§ Problem details:
Repeat the following entries verbatim, apart from the pictures.

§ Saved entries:
==============================

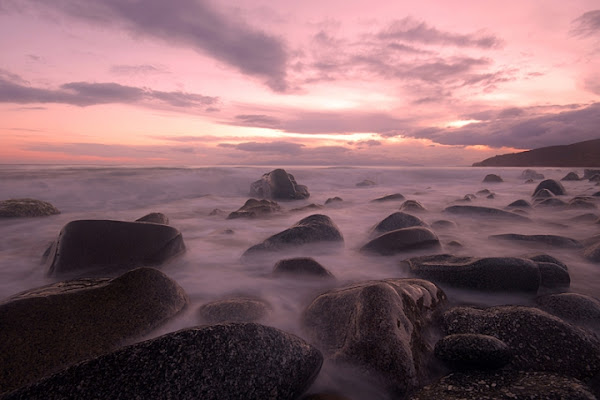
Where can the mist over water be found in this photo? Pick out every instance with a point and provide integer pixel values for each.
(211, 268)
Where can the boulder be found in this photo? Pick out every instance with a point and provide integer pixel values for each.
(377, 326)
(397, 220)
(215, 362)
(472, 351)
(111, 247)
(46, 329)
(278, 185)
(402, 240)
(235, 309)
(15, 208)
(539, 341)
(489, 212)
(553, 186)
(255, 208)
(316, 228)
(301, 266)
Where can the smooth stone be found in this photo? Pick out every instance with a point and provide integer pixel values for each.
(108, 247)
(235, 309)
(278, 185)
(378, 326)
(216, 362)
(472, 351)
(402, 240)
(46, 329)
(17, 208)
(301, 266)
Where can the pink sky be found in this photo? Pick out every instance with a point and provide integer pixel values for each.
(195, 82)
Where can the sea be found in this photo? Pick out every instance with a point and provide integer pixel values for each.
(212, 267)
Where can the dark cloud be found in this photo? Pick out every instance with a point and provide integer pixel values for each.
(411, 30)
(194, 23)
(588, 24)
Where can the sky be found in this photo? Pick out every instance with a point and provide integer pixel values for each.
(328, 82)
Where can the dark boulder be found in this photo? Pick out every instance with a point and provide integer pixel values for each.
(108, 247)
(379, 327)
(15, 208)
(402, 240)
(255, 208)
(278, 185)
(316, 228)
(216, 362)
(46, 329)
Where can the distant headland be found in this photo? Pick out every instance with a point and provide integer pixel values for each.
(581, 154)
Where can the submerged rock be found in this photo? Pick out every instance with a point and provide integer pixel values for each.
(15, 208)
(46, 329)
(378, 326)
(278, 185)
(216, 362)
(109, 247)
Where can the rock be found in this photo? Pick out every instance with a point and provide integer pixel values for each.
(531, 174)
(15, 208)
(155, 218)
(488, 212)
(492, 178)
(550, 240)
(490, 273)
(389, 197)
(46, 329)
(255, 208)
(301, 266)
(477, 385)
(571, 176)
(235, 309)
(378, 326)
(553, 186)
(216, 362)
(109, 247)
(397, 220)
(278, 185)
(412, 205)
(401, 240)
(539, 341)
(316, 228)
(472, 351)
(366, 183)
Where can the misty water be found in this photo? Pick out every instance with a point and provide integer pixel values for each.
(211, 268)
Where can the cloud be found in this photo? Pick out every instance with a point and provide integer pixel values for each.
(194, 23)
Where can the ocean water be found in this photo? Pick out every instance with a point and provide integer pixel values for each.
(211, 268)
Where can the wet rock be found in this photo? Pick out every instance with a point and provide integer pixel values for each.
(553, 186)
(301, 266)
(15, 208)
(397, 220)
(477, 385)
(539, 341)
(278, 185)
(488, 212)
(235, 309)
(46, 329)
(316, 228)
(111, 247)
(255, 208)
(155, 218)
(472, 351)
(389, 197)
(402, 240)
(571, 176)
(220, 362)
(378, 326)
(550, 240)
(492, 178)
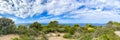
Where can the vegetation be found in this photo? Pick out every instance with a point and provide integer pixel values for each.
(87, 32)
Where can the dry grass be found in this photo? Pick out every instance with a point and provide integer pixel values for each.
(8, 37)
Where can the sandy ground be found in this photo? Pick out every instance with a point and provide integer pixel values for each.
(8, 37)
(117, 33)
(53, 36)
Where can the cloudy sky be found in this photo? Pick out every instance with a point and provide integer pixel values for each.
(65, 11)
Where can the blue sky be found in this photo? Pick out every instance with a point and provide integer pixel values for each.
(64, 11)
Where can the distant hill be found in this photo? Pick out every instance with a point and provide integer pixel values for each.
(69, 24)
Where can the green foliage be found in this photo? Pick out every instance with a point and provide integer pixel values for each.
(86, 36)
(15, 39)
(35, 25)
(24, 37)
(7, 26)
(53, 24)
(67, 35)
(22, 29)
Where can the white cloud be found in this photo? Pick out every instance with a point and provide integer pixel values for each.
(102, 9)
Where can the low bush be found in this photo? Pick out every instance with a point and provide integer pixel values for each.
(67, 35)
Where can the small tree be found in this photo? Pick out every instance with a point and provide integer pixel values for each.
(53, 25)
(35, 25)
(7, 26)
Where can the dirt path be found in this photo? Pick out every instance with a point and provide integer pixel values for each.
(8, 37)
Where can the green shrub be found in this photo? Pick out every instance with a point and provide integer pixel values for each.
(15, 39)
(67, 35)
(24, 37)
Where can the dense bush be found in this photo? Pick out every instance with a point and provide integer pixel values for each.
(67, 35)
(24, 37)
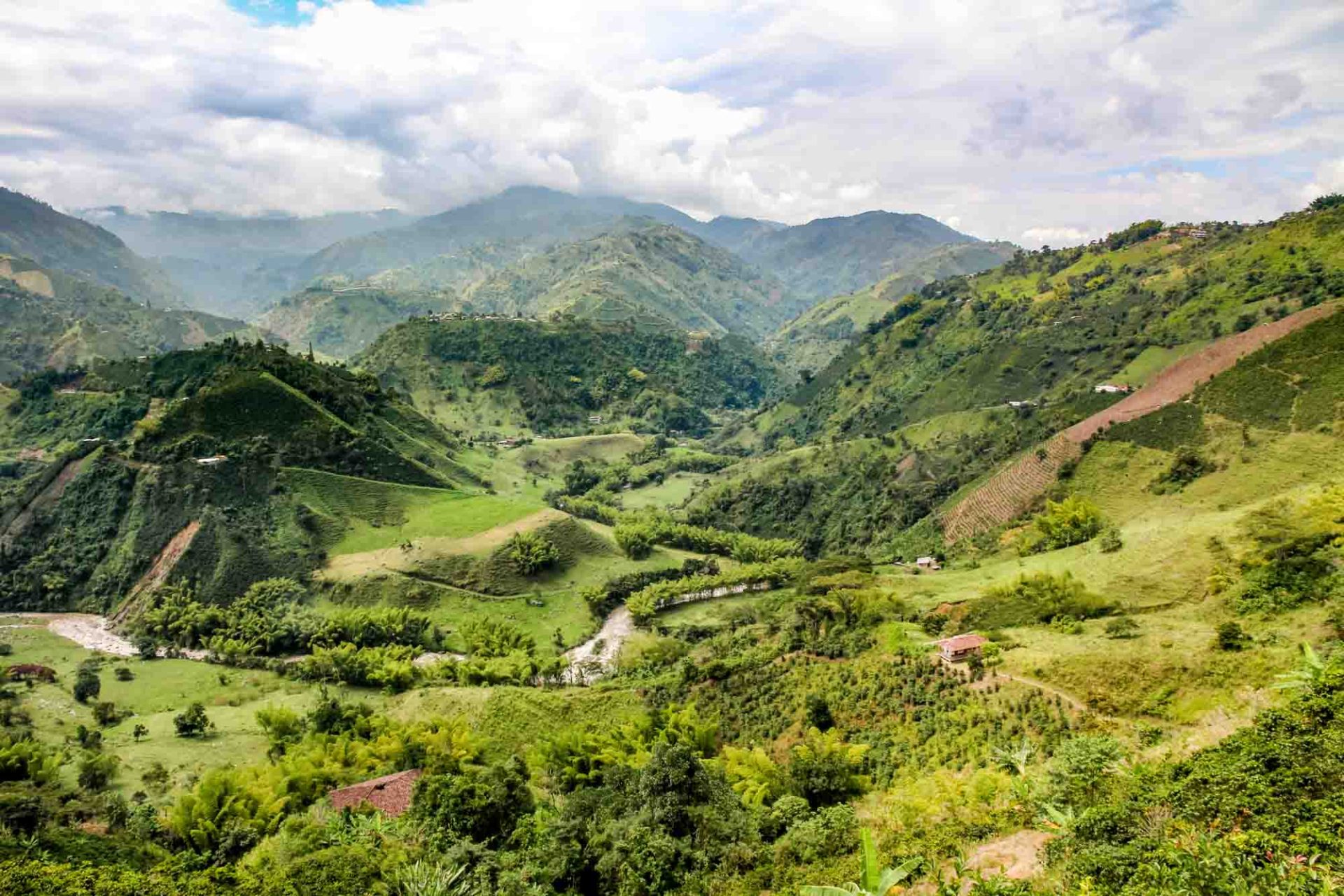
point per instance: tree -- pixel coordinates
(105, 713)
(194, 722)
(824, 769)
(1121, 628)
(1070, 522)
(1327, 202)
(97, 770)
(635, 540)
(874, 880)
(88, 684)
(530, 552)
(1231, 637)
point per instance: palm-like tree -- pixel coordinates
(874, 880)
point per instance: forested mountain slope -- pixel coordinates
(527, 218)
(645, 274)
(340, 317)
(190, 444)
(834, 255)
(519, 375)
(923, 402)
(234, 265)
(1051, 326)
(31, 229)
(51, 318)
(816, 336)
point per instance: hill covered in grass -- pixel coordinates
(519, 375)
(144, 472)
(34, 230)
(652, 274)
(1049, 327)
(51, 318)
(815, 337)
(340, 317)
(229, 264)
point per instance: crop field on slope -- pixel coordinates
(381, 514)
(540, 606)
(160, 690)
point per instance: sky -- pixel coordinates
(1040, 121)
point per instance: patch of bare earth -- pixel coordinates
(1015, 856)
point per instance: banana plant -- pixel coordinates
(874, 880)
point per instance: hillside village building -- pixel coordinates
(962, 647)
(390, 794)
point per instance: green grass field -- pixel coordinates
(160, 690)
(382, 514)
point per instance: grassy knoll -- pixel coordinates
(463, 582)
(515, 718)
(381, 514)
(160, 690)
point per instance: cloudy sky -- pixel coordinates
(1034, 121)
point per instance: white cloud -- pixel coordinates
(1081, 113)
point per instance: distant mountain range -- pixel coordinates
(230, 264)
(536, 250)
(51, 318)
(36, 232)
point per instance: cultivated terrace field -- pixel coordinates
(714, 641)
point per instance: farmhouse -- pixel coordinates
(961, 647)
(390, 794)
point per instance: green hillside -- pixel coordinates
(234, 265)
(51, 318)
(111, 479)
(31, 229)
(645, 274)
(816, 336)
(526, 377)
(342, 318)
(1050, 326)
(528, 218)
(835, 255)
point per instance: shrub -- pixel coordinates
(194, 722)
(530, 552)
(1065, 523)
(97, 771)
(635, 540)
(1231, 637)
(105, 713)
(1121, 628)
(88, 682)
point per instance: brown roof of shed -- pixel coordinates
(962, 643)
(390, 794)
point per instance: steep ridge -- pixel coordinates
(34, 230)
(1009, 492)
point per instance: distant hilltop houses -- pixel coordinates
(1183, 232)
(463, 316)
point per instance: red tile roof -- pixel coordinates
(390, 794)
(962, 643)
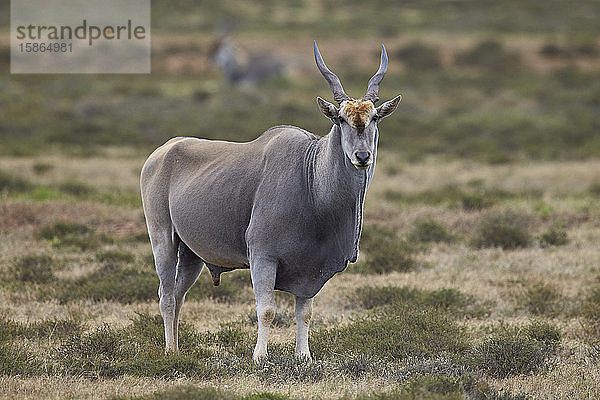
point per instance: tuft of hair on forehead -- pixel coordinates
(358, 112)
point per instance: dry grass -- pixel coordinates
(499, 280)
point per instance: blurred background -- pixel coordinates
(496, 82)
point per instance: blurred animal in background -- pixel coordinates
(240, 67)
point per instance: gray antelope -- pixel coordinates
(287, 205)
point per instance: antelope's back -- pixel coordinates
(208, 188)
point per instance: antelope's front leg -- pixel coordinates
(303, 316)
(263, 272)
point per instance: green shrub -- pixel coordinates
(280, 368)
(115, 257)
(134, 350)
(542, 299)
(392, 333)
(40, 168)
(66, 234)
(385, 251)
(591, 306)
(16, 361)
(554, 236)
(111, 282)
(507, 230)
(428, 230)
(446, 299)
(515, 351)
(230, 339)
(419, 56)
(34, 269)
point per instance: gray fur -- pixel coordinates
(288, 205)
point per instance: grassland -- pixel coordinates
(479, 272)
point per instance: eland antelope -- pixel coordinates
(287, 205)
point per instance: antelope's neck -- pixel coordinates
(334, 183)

==============================

§ Result:
Where can the mist over water be found in this photo? Pick out every instance with a point and provide integer pixel values for each.
(211, 268)
Where can the boulder be found in this photo? Pick out every instance with a point and provide integer pixel values for each.
(377, 326)
(397, 220)
(215, 362)
(472, 351)
(111, 247)
(46, 329)
(278, 185)
(402, 240)
(235, 309)
(15, 208)
(539, 341)
(489, 212)
(553, 186)
(255, 208)
(316, 228)
(301, 266)
Where can the smooth stone be found in this photo? Pick out every instance with a point and provide integer pixel values for each.
(108, 247)
(235, 309)
(278, 185)
(378, 326)
(216, 362)
(472, 351)
(402, 240)
(46, 329)
(17, 208)
(301, 266)
Where can the pink sky be found in this photo? Pick out every instance with a point and provide integer pixel values for each.
(195, 82)
Where can the sea be found in this photo? Pick out every instance with a point and provide integer pixel values for each.
(212, 267)
Where can the dark cloud be found in this photo? Pick out every instance with a point and provide integer pixel values for each.
(411, 30)
(194, 23)
(588, 24)
Where can the sky be found in this photo? Pick out every instance with a point and provide integer pixel values for each.
(328, 82)
Where can the dark boulder be found in this photo? Pick out every instance with a point and provide integer pixel values for each.
(108, 247)
(379, 327)
(15, 208)
(402, 240)
(255, 208)
(278, 185)
(316, 228)
(216, 362)
(46, 329)
Where can the distant headland be found in this photo? Pick out every instance with a point and provide integer pixel values for each.
(581, 154)
Where can the submerged rock be found in this photo? Pick out every instance with a point and provide integer pixel values for each.
(15, 208)
(46, 329)
(378, 326)
(278, 185)
(216, 362)
(109, 247)
Where can the rock be found in this photo? Pick out every instance with a point and provide integer pixel values for each.
(531, 174)
(15, 208)
(155, 218)
(488, 212)
(492, 178)
(550, 240)
(490, 273)
(389, 197)
(46, 329)
(255, 208)
(301, 266)
(477, 385)
(571, 176)
(235, 309)
(378, 326)
(553, 186)
(216, 362)
(109, 247)
(397, 220)
(278, 185)
(412, 205)
(401, 240)
(539, 341)
(316, 228)
(472, 351)
(366, 183)
Where can the misty water be found in this photo? Pick out every instance with a point and provide integer pixel values for each.
(211, 268)
Where can the cloud be found in this photo? Pick out every instance with a point and provide integer pixel values for each.
(194, 23)
Where can the ocean water be found in this photo? Pick out every instance with a point and provide integer pixel values for each.
(211, 268)
Where can the wet rock be found in this photo? Pick out every instance with a point and provide integer pixel values for each.
(553, 186)
(301, 266)
(15, 208)
(397, 220)
(477, 385)
(539, 341)
(278, 185)
(488, 212)
(235, 309)
(46, 329)
(316, 228)
(111, 247)
(255, 208)
(155, 218)
(472, 351)
(389, 197)
(402, 240)
(571, 176)
(220, 362)
(378, 326)
(550, 240)
(492, 178)
Where can the vegetation be found in this photo? Pick out every instance with a point and provide integer pixel values for each.
(87, 32)
Where can the dry grass be found in this photo? Pick out every instance with a point and provide integer pixel values for each.
(8, 37)
Where can the sandy ground be found in this photo? Pick out every instance with a point and provide integer pixel values for each.
(8, 37)
(117, 33)
(53, 36)
Where can the cloudy sky be found in this photo? Pick out every instance with a point and provide integer pixel values for each.
(65, 11)
Where can the blue sky be found in this photo? Pick out every instance with a point and provide integer pixel values for each.
(64, 11)
Where can the distant hill be found in this photo? Pick out every instance with a point and provide integer pixel values for each.
(69, 24)
Where can the green foliage be found in this photo? Pick out every instance with a point and provide integer pixel values for each.
(86, 36)
(15, 39)
(35, 25)
(24, 37)
(7, 26)
(53, 24)
(67, 35)
(22, 29)
Where can the white cloud be found in this photo? Pick out every instance with a point and provide integer pixel values for each.
(102, 9)
Where can the low bush be found in this photo? Pick out every instance with a point and provide integer pixel values for each.
(67, 35)
Where can the small tree be found in this photo? Pick out every instance with a point and provide integer pixel values for each.
(53, 25)
(35, 25)
(7, 26)
Where can the dirt path be found in this photo? Pick out every instance with a point and provide integer pixel values for each.
(8, 37)
Where can the green shrub be found in this photo? Pick out every instance with a point and provide integer pixel values for each.
(15, 39)
(67, 35)
(24, 37)
Where can the dense bush be found in this photo? Pick out every instance with a point and provide integer pixel values for each.
(67, 35)
(24, 37)
point per instance: tree -- pixel coordinates
(105, 713)
(194, 722)
(824, 769)
(1121, 628)
(1070, 522)
(1327, 202)
(97, 770)
(635, 540)
(874, 880)
(88, 684)
(530, 552)
(1231, 637)
point per instance: palm-like tree -- pixel coordinates
(874, 880)
point per instance: forested mountain slope -- pixel coordinates
(527, 218)
(645, 274)
(340, 317)
(190, 444)
(834, 255)
(519, 375)
(923, 402)
(234, 265)
(1051, 326)
(31, 229)
(51, 318)
(816, 336)
point per instance: hill covered in grass -- pixel coordinates
(519, 375)
(144, 472)
(34, 230)
(652, 274)
(1049, 327)
(51, 318)
(815, 337)
(340, 317)
(229, 264)
point per instance: crop field on slope -- pixel coordinates
(381, 514)
(540, 606)
(160, 690)
point per instance: sky -- pixel coordinates
(1040, 121)
point per instance: patch of bare earth -- pixel coordinates
(1015, 856)
point per instance: banana plant -- pixel coordinates
(874, 880)
point per instance: hillside village building -- pixel coordinates
(962, 647)
(390, 794)
point per instance: green grass field -- pixel coordinates
(160, 690)
(382, 514)
point per instance: grassy knoll -- pixel coordinates
(463, 582)
(515, 718)
(381, 514)
(160, 690)
point per instance: cloudy sky -- pixel coordinates
(1034, 121)
point per instance: white cloud -- pixel coordinates
(1081, 113)
point per instance: distant mountain range -- pixel coordinates
(230, 264)
(536, 250)
(51, 318)
(36, 232)
point per instance: cultivated terrace field -- pixel coordinates
(714, 641)
point per instance: farmhouse -- pixel coordinates
(961, 647)
(390, 794)
point per instance: green hillside -- pixel coordinates
(234, 265)
(51, 318)
(111, 479)
(31, 229)
(645, 274)
(816, 336)
(526, 377)
(342, 318)
(1050, 326)
(528, 218)
(835, 255)
point per instance: shrub -- pixel coordinates
(194, 722)
(530, 552)
(1065, 523)
(97, 771)
(635, 540)
(1231, 637)
(105, 713)
(1121, 628)
(88, 682)
point per instance: brown roof of shed -- pixel coordinates
(962, 643)
(390, 794)
point per instance: steep ridge -- pixel coordinates
(34, 230)
(1009, 492)
point per instance: distant hilltop houses -- pixel coordinates
(1183, 232)
(463, 316)
point per instance: red tile roof -- pixel coordinates
(390, 794)
(962, 643)
point per instance: tuft of hair on forehead -- pixel coordinates
(358, 112)
point per instance: dry grass -- pixel coordinates
(499, 280)
point per instance: blurred background -- pixel coordinates
(496, 82)
point per instance: blurred animal in background -- pixel coordinates
(240, 67)
point per instance: gray antelope -- pixel coordinates
(287, 205)
point per instance: antelope's back -- pixel coordinates
(208, 188)
point per instance: antelope's front leg -- pixel coordinates
(303, 316)
(263, 272)
point per instance: green shrub -- pixel coordinates
(280, 368)
(115, 257)
(134, 350)
(542, 299)
(392, 333)
(40, 168)
(66, 234)
(385, 251)
(591, 306)
(16, 361)
(554, 236)
(111, 282)
(507, 230)
(428, 230)
(446, 299)
(515, 351)
(230, 339)
(419, 56)
(34, 269)
point per instance: gray fur -- pixel coordinates
(288, 205)
point per instance: grassland -- pixel coordinates
(479, 272)
point per instance: eland antelope -- pixel coordinates
(287, 205)
point per instance: antelope's neck -- pixel coordinates
(334, 183)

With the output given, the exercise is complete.